───── Records to use ─────

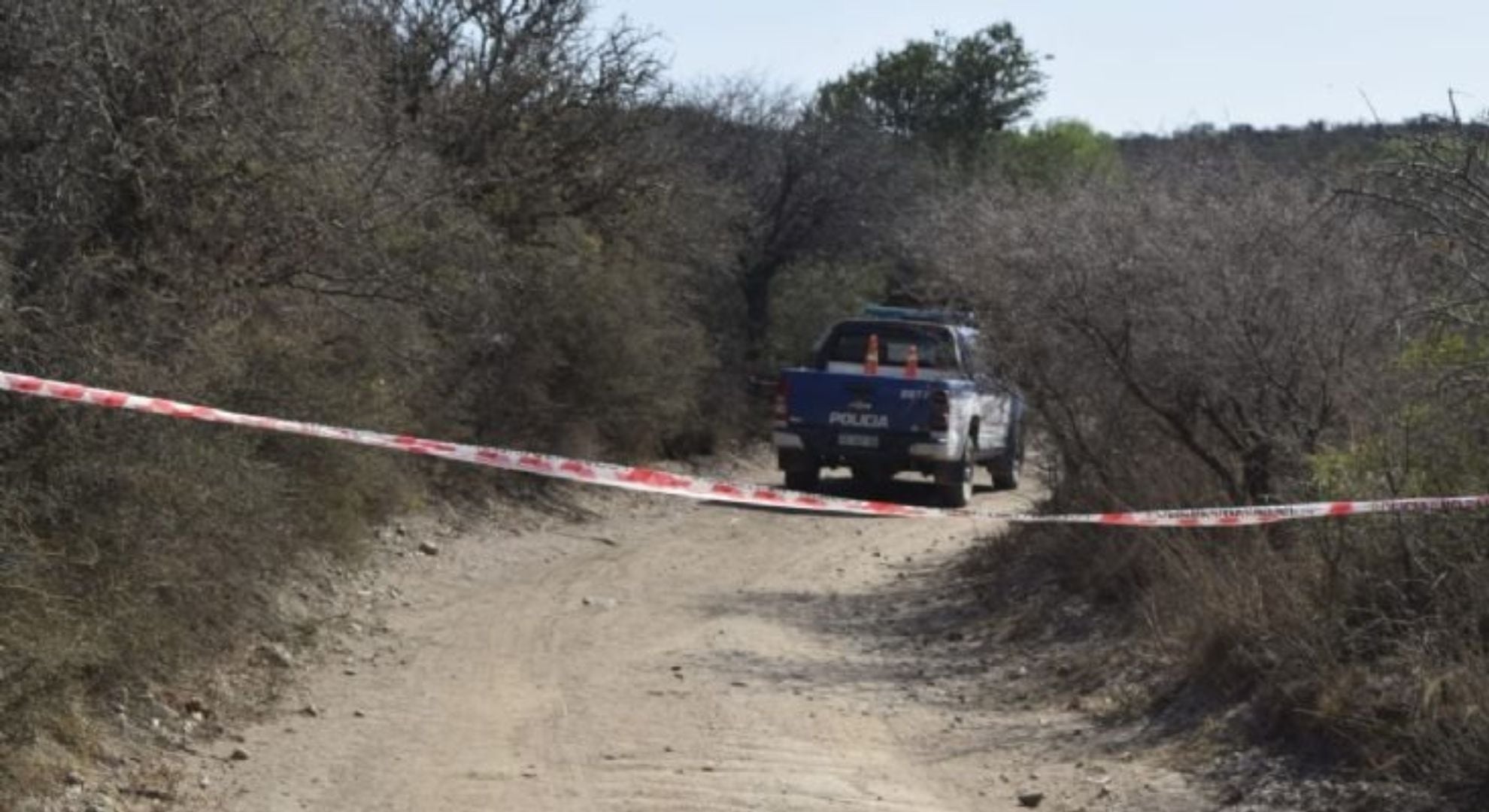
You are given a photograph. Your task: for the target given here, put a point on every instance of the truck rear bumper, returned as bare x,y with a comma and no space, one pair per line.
902,452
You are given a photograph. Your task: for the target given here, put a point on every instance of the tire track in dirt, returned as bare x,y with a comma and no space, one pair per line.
712,659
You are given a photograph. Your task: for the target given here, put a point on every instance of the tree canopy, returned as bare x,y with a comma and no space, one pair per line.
949,92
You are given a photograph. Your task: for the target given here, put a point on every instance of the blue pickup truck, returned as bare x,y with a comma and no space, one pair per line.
899,389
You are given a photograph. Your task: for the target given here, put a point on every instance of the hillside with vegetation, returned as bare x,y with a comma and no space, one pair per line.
492,221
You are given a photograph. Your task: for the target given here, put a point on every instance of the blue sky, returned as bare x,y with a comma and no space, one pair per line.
1139,66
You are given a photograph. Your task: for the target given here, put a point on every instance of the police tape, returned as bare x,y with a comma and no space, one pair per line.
651,480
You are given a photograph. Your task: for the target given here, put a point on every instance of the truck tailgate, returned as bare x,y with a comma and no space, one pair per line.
858,403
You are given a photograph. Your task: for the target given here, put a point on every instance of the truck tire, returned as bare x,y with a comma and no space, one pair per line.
957,479
1007,467
803,479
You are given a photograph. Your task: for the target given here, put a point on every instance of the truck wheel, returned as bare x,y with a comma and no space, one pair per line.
803,479
957,480
1005,468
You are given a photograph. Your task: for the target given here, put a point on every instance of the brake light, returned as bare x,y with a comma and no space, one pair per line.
940,410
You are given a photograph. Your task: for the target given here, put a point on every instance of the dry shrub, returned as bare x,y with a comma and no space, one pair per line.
1217,334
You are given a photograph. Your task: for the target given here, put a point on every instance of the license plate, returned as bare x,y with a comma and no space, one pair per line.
858,440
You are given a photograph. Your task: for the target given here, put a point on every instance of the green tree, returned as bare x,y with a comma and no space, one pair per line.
1057,153
948,92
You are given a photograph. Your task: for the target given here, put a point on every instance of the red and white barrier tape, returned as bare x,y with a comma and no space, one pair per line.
653,480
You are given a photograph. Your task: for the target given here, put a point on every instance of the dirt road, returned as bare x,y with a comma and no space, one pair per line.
675,656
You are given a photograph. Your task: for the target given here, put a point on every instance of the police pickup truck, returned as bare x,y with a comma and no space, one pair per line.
899,389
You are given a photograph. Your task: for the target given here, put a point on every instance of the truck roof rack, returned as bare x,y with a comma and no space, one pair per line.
961,318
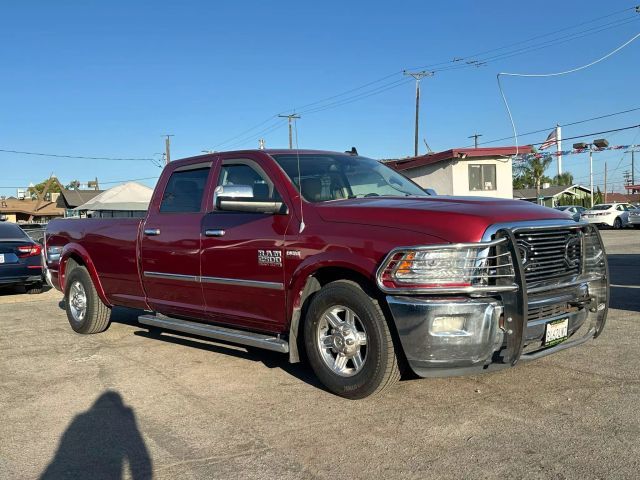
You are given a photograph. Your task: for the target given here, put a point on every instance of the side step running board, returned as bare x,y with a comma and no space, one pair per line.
259,340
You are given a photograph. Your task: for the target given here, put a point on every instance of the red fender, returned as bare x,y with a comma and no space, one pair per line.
74,249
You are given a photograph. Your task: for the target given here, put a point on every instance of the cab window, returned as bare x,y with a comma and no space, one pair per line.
184,191
244,173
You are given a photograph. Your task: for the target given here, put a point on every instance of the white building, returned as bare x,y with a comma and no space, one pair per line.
485,172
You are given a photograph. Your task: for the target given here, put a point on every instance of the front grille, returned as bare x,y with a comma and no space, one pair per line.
550,254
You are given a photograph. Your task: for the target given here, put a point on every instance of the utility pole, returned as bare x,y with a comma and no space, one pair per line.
290,117
605,182
475,139
167,148
591,172
417,76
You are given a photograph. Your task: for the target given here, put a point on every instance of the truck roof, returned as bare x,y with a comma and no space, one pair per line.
268,151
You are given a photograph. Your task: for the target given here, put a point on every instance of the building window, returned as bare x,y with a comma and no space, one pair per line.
482,177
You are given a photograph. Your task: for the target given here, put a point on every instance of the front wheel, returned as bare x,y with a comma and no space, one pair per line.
85,311
348,341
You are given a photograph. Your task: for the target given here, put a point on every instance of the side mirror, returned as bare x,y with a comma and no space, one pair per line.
241,198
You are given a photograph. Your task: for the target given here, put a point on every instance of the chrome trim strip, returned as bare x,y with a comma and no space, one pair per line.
172,276
219,280
574,283
530,225
243,283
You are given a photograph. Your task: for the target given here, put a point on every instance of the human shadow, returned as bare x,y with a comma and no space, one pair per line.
100,442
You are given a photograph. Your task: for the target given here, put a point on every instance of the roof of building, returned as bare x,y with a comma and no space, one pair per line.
552,191
28,206
129,196
623,197
455,154
74,198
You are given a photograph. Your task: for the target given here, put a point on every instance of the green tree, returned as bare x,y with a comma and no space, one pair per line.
38,188
564,179
530,174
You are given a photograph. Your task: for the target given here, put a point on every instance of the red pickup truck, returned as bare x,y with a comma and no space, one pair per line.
342,259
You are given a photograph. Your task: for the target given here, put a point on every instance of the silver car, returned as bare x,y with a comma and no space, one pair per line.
574,210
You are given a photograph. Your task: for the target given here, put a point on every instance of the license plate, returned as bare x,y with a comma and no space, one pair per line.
556,332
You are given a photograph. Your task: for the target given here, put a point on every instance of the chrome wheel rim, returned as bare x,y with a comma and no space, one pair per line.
78,301
342,341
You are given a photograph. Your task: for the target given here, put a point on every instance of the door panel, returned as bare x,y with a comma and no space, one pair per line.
242,266
170,245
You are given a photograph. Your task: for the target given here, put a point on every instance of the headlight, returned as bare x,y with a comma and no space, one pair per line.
457,267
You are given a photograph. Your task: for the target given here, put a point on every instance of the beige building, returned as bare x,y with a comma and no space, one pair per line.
28,210
484,172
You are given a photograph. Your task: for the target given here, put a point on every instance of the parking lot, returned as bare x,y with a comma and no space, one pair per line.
129,403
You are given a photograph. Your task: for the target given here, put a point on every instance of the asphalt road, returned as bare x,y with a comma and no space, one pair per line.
126,404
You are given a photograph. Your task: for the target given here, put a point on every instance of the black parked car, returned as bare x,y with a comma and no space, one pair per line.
20,259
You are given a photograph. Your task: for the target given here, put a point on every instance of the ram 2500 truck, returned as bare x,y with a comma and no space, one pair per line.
339,259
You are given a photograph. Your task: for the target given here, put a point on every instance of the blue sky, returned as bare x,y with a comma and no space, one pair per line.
109,78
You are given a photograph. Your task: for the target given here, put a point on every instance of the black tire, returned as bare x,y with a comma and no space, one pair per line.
34,289
380,368
97,314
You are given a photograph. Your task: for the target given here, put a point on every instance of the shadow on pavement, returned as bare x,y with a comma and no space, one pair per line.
624,271
100,442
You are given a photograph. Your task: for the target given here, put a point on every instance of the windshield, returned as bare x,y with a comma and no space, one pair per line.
327,177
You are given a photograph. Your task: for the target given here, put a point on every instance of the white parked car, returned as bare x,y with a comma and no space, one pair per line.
614,215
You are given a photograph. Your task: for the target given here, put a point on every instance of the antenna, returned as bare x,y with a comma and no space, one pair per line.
302,225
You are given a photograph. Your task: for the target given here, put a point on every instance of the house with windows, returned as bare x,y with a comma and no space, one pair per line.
554,195
485,172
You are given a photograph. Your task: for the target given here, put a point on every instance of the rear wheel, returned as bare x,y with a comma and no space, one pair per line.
348,341
85,311
34,289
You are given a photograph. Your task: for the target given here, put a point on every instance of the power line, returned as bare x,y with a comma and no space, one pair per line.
594,133
546,129
79,157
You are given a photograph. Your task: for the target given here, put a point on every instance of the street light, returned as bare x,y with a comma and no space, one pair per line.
598,143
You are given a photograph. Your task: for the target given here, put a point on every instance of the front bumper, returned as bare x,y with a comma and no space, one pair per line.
447,336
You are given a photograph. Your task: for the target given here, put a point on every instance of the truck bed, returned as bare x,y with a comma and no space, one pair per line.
110,244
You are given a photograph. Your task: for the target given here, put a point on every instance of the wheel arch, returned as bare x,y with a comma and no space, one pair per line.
311,280
74,255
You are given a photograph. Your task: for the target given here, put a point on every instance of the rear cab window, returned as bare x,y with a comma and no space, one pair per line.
185,189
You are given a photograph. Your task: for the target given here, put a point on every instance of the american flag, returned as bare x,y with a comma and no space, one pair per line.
551,140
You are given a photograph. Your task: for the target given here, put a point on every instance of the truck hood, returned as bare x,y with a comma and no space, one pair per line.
453,219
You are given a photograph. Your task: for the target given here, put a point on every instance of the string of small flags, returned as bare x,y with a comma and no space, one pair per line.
575,151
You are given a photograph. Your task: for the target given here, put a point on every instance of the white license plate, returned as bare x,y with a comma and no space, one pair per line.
556,332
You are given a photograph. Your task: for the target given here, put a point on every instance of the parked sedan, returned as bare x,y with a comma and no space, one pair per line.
574,210
614,215
20,259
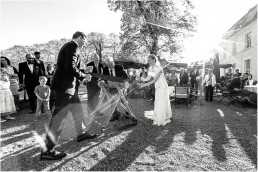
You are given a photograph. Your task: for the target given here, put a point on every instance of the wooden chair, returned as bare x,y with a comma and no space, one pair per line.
182,92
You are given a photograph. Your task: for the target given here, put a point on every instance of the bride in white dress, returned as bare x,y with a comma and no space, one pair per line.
162,109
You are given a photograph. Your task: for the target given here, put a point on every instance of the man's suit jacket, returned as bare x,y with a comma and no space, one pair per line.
67,74
119,71
93,84
31,80
184,79
42,66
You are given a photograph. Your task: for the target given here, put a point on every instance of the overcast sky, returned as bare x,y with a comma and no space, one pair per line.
30,22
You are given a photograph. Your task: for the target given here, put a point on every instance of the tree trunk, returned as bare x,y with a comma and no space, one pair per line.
154,46
99,53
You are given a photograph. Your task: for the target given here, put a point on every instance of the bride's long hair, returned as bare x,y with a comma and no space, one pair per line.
152,56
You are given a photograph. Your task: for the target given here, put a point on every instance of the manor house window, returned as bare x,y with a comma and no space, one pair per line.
248,40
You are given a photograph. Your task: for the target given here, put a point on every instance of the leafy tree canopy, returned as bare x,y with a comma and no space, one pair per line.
156,27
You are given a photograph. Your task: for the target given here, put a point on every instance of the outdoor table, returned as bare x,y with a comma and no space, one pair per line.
251,88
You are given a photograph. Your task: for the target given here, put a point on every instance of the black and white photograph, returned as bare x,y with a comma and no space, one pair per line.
128,85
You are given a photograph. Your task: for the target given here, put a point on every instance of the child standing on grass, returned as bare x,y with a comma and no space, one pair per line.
7,105
42,92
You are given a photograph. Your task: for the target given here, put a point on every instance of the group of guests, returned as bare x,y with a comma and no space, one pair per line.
206,83
28,76
236,82
196,79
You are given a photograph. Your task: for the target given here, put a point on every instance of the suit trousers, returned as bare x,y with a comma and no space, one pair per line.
32,98
64,103
209,93
93,98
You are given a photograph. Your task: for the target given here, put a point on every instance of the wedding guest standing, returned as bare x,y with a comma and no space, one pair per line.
162,109
93,89
12,73
209,81
7,106
29,73
66,82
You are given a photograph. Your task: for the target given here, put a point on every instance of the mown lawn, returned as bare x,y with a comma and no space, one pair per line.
211,137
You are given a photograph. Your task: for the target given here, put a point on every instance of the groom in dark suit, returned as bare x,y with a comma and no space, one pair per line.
66,83
29,73
93,89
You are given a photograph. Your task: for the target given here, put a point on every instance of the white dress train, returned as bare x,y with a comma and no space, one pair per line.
162,109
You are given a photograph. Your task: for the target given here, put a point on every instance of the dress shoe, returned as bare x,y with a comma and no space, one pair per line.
52,155
134,120
114,117
32,111
86,136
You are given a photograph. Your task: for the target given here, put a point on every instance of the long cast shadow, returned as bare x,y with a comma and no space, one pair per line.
244,128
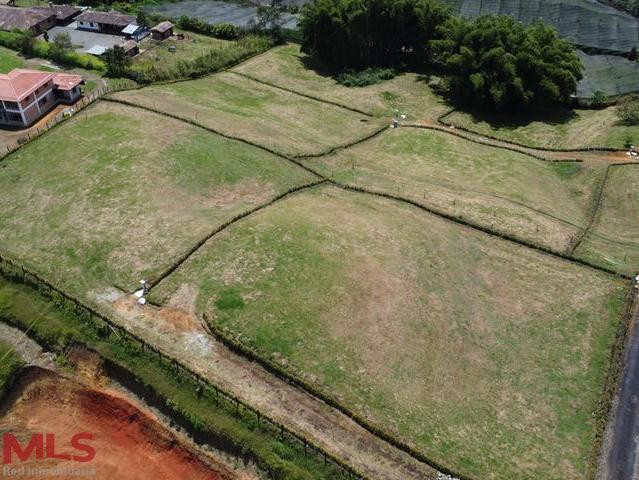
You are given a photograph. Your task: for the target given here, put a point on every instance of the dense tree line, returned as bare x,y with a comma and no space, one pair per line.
496,62
492,61
358,34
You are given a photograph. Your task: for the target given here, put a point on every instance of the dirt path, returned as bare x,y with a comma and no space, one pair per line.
29,350
621,445
181,335
593,156
127,441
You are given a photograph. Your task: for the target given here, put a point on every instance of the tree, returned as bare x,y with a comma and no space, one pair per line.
358,34
118,62
270,18
628,111
27,43
496,62
142,19
598,99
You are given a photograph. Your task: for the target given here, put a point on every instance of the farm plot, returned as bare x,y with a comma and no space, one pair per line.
119,195
541,202
269,117
285,67
613,239
188,48
565,129
9,60
482,354
213,11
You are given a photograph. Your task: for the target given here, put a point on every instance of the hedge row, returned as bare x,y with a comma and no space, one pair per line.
441,120
133,353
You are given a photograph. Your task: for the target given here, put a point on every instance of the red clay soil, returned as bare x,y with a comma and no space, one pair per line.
128,442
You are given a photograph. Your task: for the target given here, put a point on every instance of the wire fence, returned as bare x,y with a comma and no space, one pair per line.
39,130
100,321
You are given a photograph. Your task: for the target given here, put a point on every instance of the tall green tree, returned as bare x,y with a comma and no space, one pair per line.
496,62
118,62
367,33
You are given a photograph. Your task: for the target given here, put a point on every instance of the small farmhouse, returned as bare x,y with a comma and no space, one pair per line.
131,48
35,21
27,95
162,31
64,14
104,22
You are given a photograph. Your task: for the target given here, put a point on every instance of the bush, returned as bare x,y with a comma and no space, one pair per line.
224,31
370,76
495,62
628,111
359,34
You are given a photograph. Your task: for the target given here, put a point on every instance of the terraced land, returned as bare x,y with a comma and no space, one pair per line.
569,129
287,67
264,115
414,322
613,240
117,194
540,202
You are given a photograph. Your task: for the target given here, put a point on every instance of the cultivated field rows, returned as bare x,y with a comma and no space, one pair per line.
410,317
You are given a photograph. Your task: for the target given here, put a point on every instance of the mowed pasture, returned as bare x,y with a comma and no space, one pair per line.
188,48
117,194
488,357
613,240
270,117
286,67
544,203
563,129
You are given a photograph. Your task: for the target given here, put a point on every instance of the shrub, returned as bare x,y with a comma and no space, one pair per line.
628,112
359,34
495,62
370,76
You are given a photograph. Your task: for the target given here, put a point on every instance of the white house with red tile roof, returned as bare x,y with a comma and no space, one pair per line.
26,95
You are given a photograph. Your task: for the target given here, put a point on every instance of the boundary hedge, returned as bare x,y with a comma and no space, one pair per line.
102,322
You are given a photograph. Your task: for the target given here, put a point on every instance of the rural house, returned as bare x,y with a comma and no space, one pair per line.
131,48
36,21
104,22
64,14
162,31
27,95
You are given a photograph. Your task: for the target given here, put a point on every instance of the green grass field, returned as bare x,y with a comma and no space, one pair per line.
284,66
9,60
156,54
119,195
541,202
484,355
21,306
613,240
266,116
565,129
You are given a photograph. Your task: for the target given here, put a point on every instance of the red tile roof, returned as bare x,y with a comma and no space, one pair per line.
20,83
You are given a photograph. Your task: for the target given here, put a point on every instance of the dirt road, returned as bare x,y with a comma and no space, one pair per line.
181,335
620,462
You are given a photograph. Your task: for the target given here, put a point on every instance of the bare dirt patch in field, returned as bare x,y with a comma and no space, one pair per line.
128,442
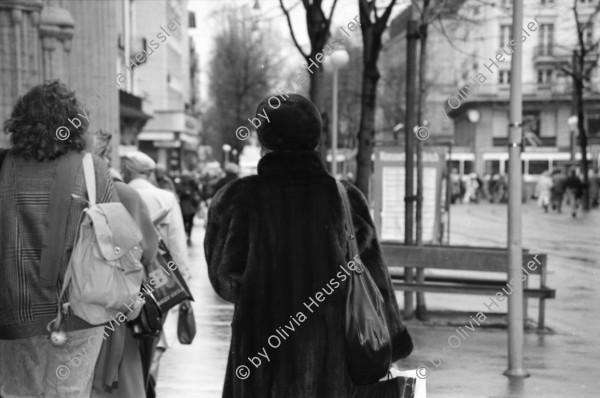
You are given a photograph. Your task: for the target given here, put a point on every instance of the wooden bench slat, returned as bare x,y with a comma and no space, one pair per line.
455,258
468,289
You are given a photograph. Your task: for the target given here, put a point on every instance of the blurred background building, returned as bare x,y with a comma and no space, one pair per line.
131,62
461,45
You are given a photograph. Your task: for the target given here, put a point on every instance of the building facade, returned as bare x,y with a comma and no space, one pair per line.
155,65
72,41
468,83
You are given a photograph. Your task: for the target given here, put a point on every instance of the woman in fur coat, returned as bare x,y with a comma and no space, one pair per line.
275,247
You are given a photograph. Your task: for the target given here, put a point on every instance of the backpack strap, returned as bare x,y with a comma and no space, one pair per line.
90,177
352,245
54,242
3,153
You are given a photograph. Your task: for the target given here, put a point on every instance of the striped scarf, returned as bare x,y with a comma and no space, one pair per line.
25,186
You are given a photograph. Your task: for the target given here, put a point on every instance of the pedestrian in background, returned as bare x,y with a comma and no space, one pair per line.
594,188
232,173
39,219
274,240
189,200
163,181
137,170
543,190
574,188
558,189
119,371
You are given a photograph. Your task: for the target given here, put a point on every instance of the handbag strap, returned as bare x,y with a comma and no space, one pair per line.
55,231
90,177
349,225
90,183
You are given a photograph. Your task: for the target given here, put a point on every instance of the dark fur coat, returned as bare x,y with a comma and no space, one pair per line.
274,246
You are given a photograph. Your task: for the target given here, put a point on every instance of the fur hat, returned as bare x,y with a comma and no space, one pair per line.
139,162
288,122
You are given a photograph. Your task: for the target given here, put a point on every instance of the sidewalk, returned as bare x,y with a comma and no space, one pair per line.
563,363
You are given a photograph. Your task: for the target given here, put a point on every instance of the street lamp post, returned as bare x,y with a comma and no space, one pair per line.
338,60
226,149
572,122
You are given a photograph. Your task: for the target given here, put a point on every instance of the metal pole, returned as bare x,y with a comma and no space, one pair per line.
449,191
334,125
409,137
515,299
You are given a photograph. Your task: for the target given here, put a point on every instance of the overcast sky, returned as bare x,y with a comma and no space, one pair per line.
206,21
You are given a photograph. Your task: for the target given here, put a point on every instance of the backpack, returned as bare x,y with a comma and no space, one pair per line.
104,274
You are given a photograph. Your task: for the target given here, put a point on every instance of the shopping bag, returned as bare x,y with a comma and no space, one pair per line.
167,285
419,374
186,325
368,343
396,387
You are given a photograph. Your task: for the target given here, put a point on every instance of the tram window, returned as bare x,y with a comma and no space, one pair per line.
537,167
523,169
492,167
468,167
455,164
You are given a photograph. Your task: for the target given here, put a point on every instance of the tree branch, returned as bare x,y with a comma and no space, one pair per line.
289,21
328,20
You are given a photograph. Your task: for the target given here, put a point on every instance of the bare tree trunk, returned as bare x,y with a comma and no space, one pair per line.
372,30
366,131
421,306
315,93
583,138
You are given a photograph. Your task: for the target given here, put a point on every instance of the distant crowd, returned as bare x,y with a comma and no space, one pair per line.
552,189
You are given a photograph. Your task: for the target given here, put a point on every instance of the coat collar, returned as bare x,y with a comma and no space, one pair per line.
290,162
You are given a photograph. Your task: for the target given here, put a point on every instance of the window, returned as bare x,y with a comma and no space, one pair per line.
531,122
593,123
545,76
537,167
504,35
588,34
546,39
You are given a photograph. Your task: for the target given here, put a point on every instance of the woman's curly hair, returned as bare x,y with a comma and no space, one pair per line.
37,117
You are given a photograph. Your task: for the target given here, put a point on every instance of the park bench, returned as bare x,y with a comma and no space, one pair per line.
464,258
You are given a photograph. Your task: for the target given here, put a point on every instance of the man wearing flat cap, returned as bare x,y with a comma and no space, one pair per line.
137,169
274,244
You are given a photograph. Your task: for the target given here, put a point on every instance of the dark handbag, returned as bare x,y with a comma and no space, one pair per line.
186,325
166,289
368,343
149,321
167,284
398,387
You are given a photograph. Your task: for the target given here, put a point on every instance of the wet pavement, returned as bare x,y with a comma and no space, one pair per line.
563,362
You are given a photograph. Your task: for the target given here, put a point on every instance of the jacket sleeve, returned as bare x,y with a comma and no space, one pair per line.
176,238
226,243
371,255
134,204
105,189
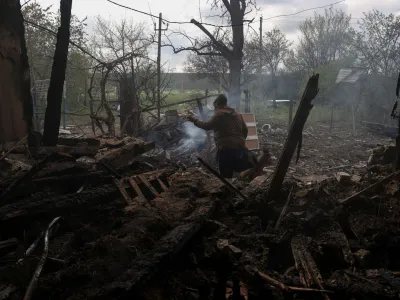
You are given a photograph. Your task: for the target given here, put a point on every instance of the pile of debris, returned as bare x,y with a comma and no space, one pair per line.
93,220
84,226
325,241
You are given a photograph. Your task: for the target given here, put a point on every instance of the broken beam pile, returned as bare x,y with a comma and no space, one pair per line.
294,137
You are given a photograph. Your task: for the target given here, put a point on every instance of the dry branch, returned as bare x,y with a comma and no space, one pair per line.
287,288
293,138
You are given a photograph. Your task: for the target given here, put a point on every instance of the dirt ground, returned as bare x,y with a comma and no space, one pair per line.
194,239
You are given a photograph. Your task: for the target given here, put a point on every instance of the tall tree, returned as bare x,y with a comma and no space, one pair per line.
215,45
377,46
274,51
323,39
56,87
41,45
124,46
216,67
15,100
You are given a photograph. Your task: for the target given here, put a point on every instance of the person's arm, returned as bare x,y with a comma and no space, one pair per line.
245,130
209,125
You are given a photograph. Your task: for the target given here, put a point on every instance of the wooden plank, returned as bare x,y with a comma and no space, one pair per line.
294,138
163,186
138,191
148,185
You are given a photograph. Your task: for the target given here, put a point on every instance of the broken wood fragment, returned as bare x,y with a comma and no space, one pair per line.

─────

[Written exercise]
Starting at the line with "wet pavement, returned", output each line through the final one of the listing above, and nothing else. Pictures are to be left out.

[Reply]
You are given a photograph. Your task: for the target given here, put a point on every instance of the wet pavement, returned as bare x,y with a comma and no space, one pair per line.
563,362
You are given a photograph. Your task: for the target given here, put a point on every instance of the jacket sleeve, returned as bare x,y with a comma and no space, one pair per line.
176,238
226,243
371,255
134,204
105,189
You are given a photograph. Your task: for the target given here, put a point on every instance of the pile of debris, returned as bare x,y with a comma and no space, one pair per line.
93,220
84,226
325,241
You are given a photograph. Your task: for the target given here, put a point on every instance of the broken beam pile, returned as bare x,y with a comma and no space, one pair per line.
294,137
You are given a photograph. Your task: for the target given here, put a point on every instance of the dry branch, returned as bare x,y with a comma and no space, one pair per line.
287,288
293,138
You are given a photograph. Your task: for the target given here, put a point on every instance of the dirt ground, returned as bare x,y with a comma and no space, one pair per line.
194,239
You are given a photograph. Your task: for the target given here, put a point on every instance of the tall tree, returned as bare x,y with a comma and no space, one pair per line.
215,45
377,46
274,51
323,39
56,87
41,45
124,46
216,67
15,100
You are given a photograph. Your task: for the target given here, put a point on every instance of the person's arm, returned as bare x,y with a comma and no space, one pair per line.
245,130
209,125
You are given a photograph. Your task: for the target given here, put a point on every instance of the wooden plank, returned as bare x,y with a comma and no space, one pair per line.
294,138
163,186
138,191
148,185
You are given a photograph. Your task: for the target given here, put a point on every instance of the broken wood fragment, returned as bare x,y with a comma and no space, one pair per line.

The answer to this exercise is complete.